**Document text**.
V8 IR-imusarjalla ajelijoita?

Ketju osiossa 'Moottori', aloittaja saresks, 30.7.2019.

  1. Tässä kun on ollut noista runnereiden pituuksista, niin sekoitataan vielä lisää. Tässä kirjasta Practical Engine Airflow: Performance Theory and Applications:

    Wave Tuning
    The practice of improving VE by increasing the pressure in the intake port
    just before the point of IVC is referred to as wave (or ram) tuning. It is a
    method that seeks to take advantage of finite amplitude waves, or pressure
    pulses, in the intake and exhaust system to add energy to ramming the
    incoming charge or extracting outgoing exhaust gases. This section
    elaborates on the use and effects of wave tuning in the intake system.
    Here is the Runner Length Formula:
    L = [(k × c) ÷ N] + 3
    Where:
    L = length of the inlet path in inches
    k = mathematical constant (Chrysler chose 72,000)
    c = 1,100 fps
    N = engine speed (rpm)
    + 3 = recommendation to encourage experimentation to determine the actual
    “weet spot”

    You can find simplified optimum runner length constants (k) by dividing
    the selected constant by the RPM:
    2nd pulse = 108,000 ÷ RPM
    3rd pulse = 97,000 ÷ RPM
    4th pulse = 74,000 ÷ RPM
    5th pulse = 54,000 ÷ RPM

    Chrysler Ramcharger Research
    Sharp-eyed readers note differences in the equations presented below and
    those above. They are not erroneous. The ones offered below are taken from work performed by Chrysler Ramcharger engineers more than 60 years ago.
    They are still correct in that they represent a range of possibilities.
    The Chrysler recommendations fall almost directly between the third- and
    fourth-wave equations provided in modern engine simulations. Hence they
    split recommendations that encompass a broader range based on 60
    additional years of testing and evaluation. In the absence of very tightly
    controlled dyno testing, these calculations are meant to get you in the
    ballpark, particularly if you are already stuck with fixed-dimension hardware.

**Data lines**.
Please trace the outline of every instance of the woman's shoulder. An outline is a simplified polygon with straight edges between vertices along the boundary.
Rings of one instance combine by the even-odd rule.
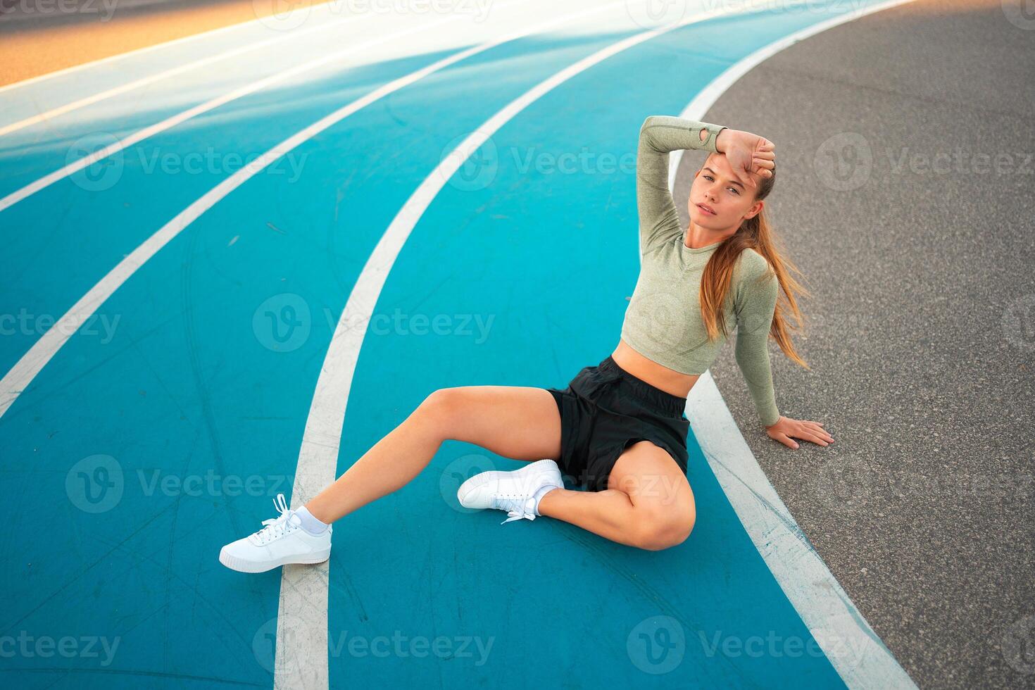
[[[769,261],[750,247],[745,247],[737,259],[736,274],[738,282],[757,279],[771,270]]]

**Given exercise 1**. In the forum post on intake runner length, what value did Chrysler choose for the constant k?
**Given exercise 2**. Render this sentence from the forum post on intake runner length in Spanish: "They are still correct in that they represent a range of possibilities."
**Given exercise 3**. Write what comes next in the forum post on intake runner length, picking up after its final sentence.

**Exercise response 1**. 72,000

**Exercise response 2**. Siguen siendo correctas en el sentido de que representan un abanico de posibilidades.

**Exercise response 3**.
    The calculations may suggest that your combination has more to offer
    with modified dimensions. You can model it in a simulation program (which
    is also a generalization) to see if it predicts a favorable outcome, or you may
    choose to bite the bullet and reconfigure your dimensions with new
    components and then test. It’s important that you gain a better understanding
    of your engine’s potential. Given enough data, any engine’s performance can
    be reduced to the mathematic principles that define it. Discovering those
    pesky variables is why you calculate, why you model, and most important,
    why you test.

    Harmonic Cycle
    Although much is made of the activity in the combustion chamber, an
    extraordinary world of tuning potential exists in the captured column of air
    between the back of the intake valve and the opening of the intake flow path,
    either at the plenum entrance to the intake runner or the opening of an
    individual runner ram tube. A similar environment also exists between the
    exhaust valve and the opening of individual header primaries to the collector.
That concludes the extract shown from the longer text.